> [Lesetext]
•••••

Computational Fluid Dynamics

Strömungssimulation in der Cloud

Das Ingenieurbüro InduSim simuliert mit Scflow von Hexagon den Frischwasser-Austausch in einem Edelstahl-Schwimmbecken der Firma Zeller Bäderbau. Wegen des hohen numerischen Aufwandes wird das Projekt nicht lokal, sondern in der Cloud ausgeführt – auf satten 384 CPU-Kernen.

 CAD-Modell des Schwimm­­beckens 15x25x2m mit drei Frischwasser-Kanälen und je 20 Frischwasserdüsen. (Bild: Hexagon AB)
CAD-Modell des Schwimm­­beckens 15x25x2m mit drei Frischwasser-Kanälen und je 20 Frischwasserdüsen. (Bild: Hexagon AB)

Das Wasser in öffentlichen Schwimmbädern muss kontinuierlich mit aufbereitetem Frischwasser ausgetauscht werden. Dieses wird dem Schwimmbecken über drei Kanäle, versehen mit jeweils 20 Düsen, zugeführt (siehe Abbildung 1.1). Das gebrauchte Wasser schwappt über den Beckenrand und wird in die Aufbereitungsanlage zurückgeleitet. Der Nachweis über den ausreichenden Frischwasseraustausch wird mit gängigen Verfahren erst nach der Fertigstellung und der Befüllung des Beckens mit eingefärbtem Wasser erbracht. Dabei wird einerseits visuell beobachtet und gleichzeitig mit der Stoppuhr gemessen, wie lange es dauert, bis sich eine Verfärbung des Wassers im gesamten Becken ergeben hat – soweit das menschliche Auge es wahrnehmen kann. Weil dieser Test erst ganz am Ende des Projektes durchgeführt werden kann und bei Nichtbestehen Änderungen extrem aufwendig und teuer sind, wird in der Planung mit hohen Sicherheitszuschlägen bei der Auslegung der Aufbereitung gearbeitet, was die Erstellungs- und vor allem die Betriebskosten deutlich erhöht.

•••••

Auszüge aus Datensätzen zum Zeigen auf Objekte
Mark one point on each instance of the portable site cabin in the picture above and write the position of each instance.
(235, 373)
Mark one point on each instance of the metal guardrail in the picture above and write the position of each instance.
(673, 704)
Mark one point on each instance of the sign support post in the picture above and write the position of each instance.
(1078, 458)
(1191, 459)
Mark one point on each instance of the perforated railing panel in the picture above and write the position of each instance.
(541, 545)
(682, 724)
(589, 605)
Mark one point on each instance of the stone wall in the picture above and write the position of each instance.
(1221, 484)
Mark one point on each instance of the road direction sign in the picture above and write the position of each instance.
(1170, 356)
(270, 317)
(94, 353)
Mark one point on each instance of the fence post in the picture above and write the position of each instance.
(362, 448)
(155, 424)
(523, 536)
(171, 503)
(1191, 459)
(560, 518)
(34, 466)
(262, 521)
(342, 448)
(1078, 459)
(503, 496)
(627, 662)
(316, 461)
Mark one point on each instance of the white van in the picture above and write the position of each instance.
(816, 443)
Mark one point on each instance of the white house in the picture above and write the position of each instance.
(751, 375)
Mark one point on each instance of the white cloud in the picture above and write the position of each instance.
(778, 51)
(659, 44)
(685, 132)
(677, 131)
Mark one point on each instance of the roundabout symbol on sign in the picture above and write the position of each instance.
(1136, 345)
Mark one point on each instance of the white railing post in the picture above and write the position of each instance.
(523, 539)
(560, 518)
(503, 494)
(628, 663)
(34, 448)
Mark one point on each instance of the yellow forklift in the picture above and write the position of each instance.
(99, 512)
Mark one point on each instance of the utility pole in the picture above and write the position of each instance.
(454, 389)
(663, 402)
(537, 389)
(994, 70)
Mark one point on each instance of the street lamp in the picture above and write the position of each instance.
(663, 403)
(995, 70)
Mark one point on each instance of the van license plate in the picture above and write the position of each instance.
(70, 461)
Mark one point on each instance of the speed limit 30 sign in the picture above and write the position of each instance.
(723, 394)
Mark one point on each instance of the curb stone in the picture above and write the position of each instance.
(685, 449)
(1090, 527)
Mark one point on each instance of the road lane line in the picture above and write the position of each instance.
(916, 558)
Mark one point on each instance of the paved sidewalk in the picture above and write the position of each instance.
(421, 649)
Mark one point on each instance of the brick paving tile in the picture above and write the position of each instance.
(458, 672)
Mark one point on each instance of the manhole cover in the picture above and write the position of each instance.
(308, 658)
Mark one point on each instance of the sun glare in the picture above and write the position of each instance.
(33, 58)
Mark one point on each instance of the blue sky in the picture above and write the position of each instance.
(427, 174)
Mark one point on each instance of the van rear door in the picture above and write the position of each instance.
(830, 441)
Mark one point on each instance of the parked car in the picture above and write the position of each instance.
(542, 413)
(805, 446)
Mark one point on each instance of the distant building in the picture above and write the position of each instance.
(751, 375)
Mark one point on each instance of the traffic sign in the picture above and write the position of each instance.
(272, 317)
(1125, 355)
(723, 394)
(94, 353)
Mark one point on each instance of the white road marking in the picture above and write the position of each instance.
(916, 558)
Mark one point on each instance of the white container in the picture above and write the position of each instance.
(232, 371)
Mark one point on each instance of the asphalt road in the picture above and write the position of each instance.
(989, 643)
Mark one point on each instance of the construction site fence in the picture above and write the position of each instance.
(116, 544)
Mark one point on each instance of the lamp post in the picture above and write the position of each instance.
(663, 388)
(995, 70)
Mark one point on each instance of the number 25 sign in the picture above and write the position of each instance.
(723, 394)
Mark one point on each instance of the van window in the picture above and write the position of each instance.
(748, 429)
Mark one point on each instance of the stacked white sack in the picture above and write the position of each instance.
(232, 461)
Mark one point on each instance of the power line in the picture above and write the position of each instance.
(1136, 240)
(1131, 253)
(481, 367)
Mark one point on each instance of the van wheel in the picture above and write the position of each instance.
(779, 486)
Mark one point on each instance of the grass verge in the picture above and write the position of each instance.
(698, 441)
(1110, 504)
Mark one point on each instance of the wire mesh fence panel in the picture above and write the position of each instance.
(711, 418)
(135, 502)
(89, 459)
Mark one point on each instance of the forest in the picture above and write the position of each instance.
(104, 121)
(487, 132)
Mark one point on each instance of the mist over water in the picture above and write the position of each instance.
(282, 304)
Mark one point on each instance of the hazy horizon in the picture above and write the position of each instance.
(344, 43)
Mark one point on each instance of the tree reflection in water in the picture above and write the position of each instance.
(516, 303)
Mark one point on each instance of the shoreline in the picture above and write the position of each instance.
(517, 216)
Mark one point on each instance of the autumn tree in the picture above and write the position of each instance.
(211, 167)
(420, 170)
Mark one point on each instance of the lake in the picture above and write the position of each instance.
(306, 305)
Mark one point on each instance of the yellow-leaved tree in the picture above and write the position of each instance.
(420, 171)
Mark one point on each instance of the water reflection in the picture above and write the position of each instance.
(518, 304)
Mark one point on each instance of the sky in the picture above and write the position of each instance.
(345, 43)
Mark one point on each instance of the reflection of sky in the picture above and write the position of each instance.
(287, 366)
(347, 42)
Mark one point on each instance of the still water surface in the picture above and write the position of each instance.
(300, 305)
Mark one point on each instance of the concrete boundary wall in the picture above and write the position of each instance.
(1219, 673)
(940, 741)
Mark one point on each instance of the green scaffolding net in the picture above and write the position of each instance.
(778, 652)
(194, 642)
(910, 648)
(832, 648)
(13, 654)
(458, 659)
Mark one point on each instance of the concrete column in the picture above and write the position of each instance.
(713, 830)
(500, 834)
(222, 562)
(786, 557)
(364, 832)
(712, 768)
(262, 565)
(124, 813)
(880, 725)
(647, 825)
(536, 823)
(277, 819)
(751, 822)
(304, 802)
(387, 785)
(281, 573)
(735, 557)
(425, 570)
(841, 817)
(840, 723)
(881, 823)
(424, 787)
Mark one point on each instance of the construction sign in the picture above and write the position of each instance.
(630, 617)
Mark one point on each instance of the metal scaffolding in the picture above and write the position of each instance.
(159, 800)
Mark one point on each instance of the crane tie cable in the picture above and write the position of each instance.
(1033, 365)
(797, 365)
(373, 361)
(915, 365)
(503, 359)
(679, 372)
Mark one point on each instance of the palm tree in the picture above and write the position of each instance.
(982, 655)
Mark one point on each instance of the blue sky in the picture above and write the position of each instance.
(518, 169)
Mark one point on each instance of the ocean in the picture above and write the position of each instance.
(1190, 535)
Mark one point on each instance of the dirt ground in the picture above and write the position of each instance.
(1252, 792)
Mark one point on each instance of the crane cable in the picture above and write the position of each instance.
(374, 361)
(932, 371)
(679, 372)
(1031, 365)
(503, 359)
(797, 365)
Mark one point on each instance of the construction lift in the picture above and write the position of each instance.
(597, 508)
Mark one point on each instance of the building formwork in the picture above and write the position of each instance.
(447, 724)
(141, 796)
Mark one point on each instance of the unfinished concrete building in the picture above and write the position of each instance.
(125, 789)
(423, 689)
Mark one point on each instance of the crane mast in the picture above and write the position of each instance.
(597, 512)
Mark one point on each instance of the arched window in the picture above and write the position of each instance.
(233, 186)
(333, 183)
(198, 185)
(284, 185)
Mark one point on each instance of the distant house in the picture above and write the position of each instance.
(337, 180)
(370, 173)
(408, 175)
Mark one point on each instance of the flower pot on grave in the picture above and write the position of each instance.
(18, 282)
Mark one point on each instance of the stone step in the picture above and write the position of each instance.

•••••

> [Aufgaben]
• A. Zitiere aus dem Lesetext die Stelle zwischen "Strömungssimulation in der" und "satten 384 CPU-Kernen.", beide eingeschlossen.
• B. Auf wie vielen CPU-Kernen läuft das Projekt laut Lesetext in der Cloud?

> [Erwartete Ergebnisse]
• A.
Strömungssimulation in der Cloud

Das Ingenieurbüro InduSim simuliert mit Scflow von Hexagon den Frischwasser-Austausch in einem Edelstahl-Schwimmbecken der Firma Zeller Bäderbau. Wegen des hohen numerischen Aufwandes wird das Projekt nicht lokal, sondern in der Cloud ausgeführt – auf satten 384 CPU-Kernen.

• B. Auf 384 CPU-Kernen.